Extract provided:
┄┄┄┄┄┄┄┄┄┄┄┄┄┄┄┄┄┄┄┄

A Classic Arguement

An opinion piece by The Christian Science Monitor today on the Columbine massacre ten years ago and how it ties into high school and college sports has a pretty good point, even if it reaches a little thin.

I totally agree that sports are not life and life is not sports in our schools, and that is increasingly highlighted by the fact that every other country in the world has far better educated young people than America. This isn’t to imply that we are the stupidest bunch out there, but other countries, like Japan and Germany, place far more importance in one’s education and job placement than athletics. Our culture and society is so interwoven with sports however that I don’t think it’s entirely possible for America to ever be on the top of academics, considering just how economically huge sports complexes, sports teams, and media coverage have gotten even in just the past couple decades, waking up tomorrow and telling the nation you want to convert everyone to science isn’t going to happen.

┄┄┄┄┄┄┄┄┄┄┄┄┄┄┄┄┄┄┄┄

Supplied information:
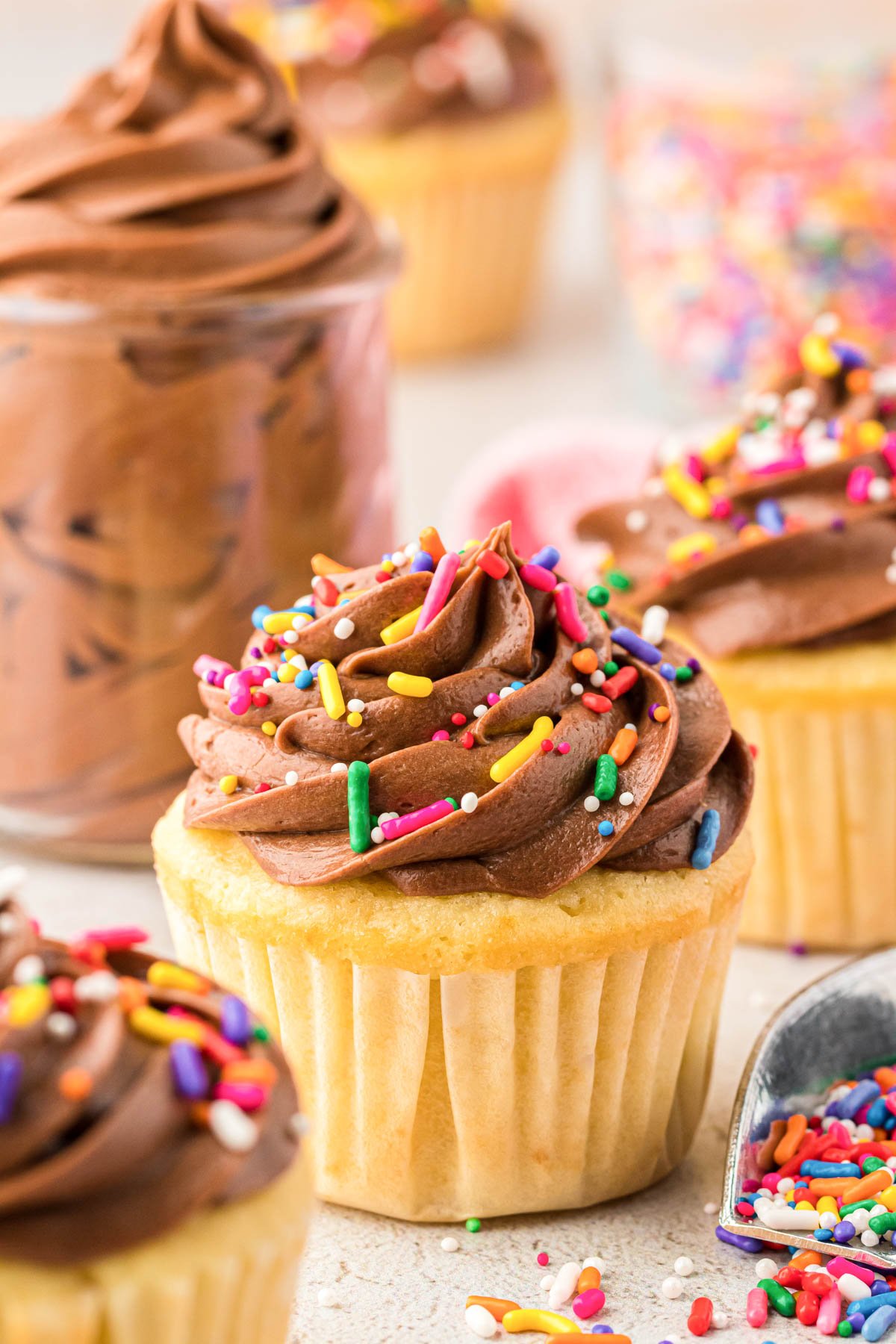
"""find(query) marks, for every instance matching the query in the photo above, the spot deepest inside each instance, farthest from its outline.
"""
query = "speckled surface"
(393, 1281)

┄┄┄┄┄┄┄┄┄┄┄┄┄┄┄┄┄┄┄┄

Directives:
1. Reproduce the stretch of the post on sports and schools from "An opinion piece" through "a little thin.".
2. List every country the post on sports and schools names.

Solved problems:
1.
An opinion piece by The Christian Science Monitor today on the Columbine massacre ten years ago and how it ties into high school and college sports has a pretty good point, even if it reaches a little thin.

2.
America
Japan
Germany